§ **Extrait présenté**:
○ ○ ○ ○ ○

Le cahier interdit ou la femme (in)soumise

Tentative de réveil. Femme ouvre les yeux, lève-toi. Et marche ! Telle est cette petite voix qui murmure à l’oreille de la narratrice. Mais dans cette Italie de l’après-guerre, dans la petite bourgeoisie,  prendre ainsi son indépendance est plus un mirage qu’une réalité. Les années 1950 portent encore les stigmates du conflit. Mais au-delà des soucis matériels l’éducation ancre la fonction.
Femme et mère. Soucieuse de bien-faire, Valeria s’impose des corvées. S’interdit des libertés. Donc des plaisirs. Se prive pour son mari et ses deux enfants. Quand cela déborde, elle se libère dans un petit carnet. Un cahier intime qu’elle cache chaque jour dans un endroit différent. L’idée même d’avouer tenir un cahier lui semble impensable. Que dirait son mari ? Ses enfants ? Comme si elle devait sans cesse demander l’autorisation. Même de respirer ?

○ ○ ○ ○ ○

§ **Données présentées**:
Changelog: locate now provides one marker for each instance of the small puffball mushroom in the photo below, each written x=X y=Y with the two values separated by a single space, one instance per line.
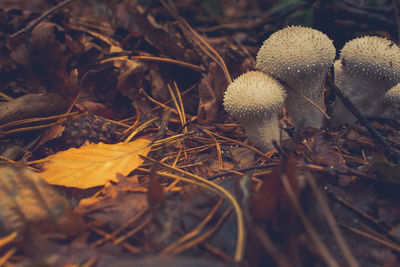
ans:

○ ○ ○ ○ ○

§ **Consignes à suivre**:
[1] Répondez aux questions suivantes à partir de l'extrait sur le cahier interdit.
(a) Dans quel pays se déroule l'histoire de la narratrice ?
(b) Pour qui Valeria se prive-t-elle ?
(c) Où Valeria cache-t-elle son cahier intime chaque jour ?
[2] Reproduisez fidèlement le passage de l'extrait sur le cahier interdit qui commence par "Tentative de réveil." et se poursuit jusqu'à "Même de respirer ?".
[3] Reprenez l'extrait sur le cahier interdit là où il s'arrête.

§ **Les réponses**:
[1]
(a) En Italie, dans l'après-guerre.
(b) Pour son mari et ses deux enfants.
(c) Dans un endroit différent.

[2]
Tentative de réveil. Femme ouvre les yeux, lève-toi. Et marche ! Telle est cette petite voix qui murmure à l’oreille de la narratrice. Mais dans cette Italie de l’après-guerre, dans la petite bourgeoisie,  prendre ainsi son indépendance est plus un mirage qu’une réalité. Les années 1950 portent encore les stigmates du conflit. Mais au-delà des soucis matériels l’éducation ancre la fonction.
Femme et mère. Soucieuse de bien-faire, Valeria s’impose des corvées. S’interdit des libertés. Donc des plaisirs. Se prive pour son mari et ses deux enfants. Quand cela déborde, elle se libère dans un petit carnet. Un cahier intime qu’elle cache chaque jour dans un endroit différent. L’idée même d’avouer tenir un cahier lui semble impensable. Que dirait son mari ? Ses enfants ? Comme si elle devait sans cesse demander l’autorisation. Même de respirer ?

[3]
Paradoxe à l’italienne. Valeria travaille. Gère le foyer. A une autonomie financière mais vit enfermée. En elle-même d’abord car sa fille la pousse à briser ce plafond de verre. Mais revient aussitôt pour dire qu’elle ne l’aidera pas dans le quotidien. Elle n’en a pas envie. Au lieu d’une taloche et d’un ordre, Valeria cède. Comme toutes les femmes de cette époque. Comme toujours d’ailleurs dans cette région du monde. Parler de mère juive est une image qu’il faut étendre à mère méditerranéenne. Elles sont toutes aux petits soins pour leur enfant-chéri. Au point de le rendre idiot. Capricieux. Inadapté, incapable d’autonomie. Combien j’en connais encore qui, à plus de trente ans passés, célibataires endurcis, accourent le week-end chez maman avec un gros sac de linge sale. Et quelle est la gourde qui passe son dimanche à laver le linge ?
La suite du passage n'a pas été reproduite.